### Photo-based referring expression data
┄┄┄┄┄┄

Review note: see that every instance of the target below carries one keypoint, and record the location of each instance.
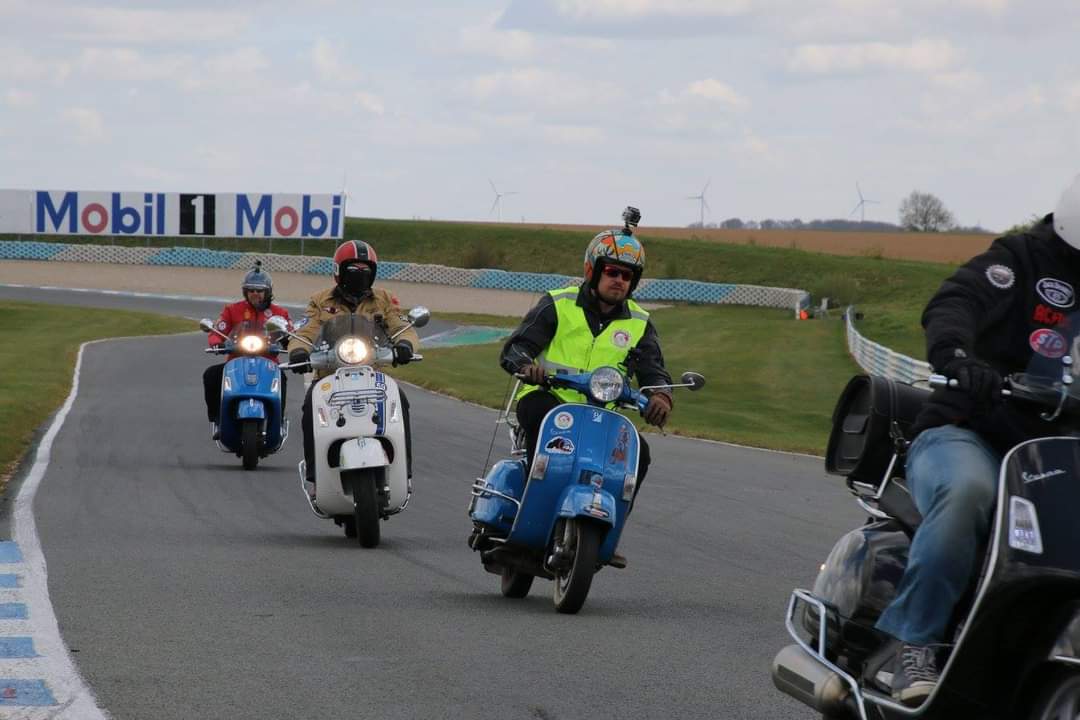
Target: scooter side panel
(505, 476)
(577, 442)
(251, 378)
(1045, 473)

┄┄┄┄┄┄

### Work instruction
An exact reproduction of the data above is required, with every picture removed.

### Answer below
Review note: see that every instance of the target below carries one keypoint, and record the location of each instance.
Target: scooter side panel
(505, 476)
(577, 442)
(251, 378)
(1045, 473)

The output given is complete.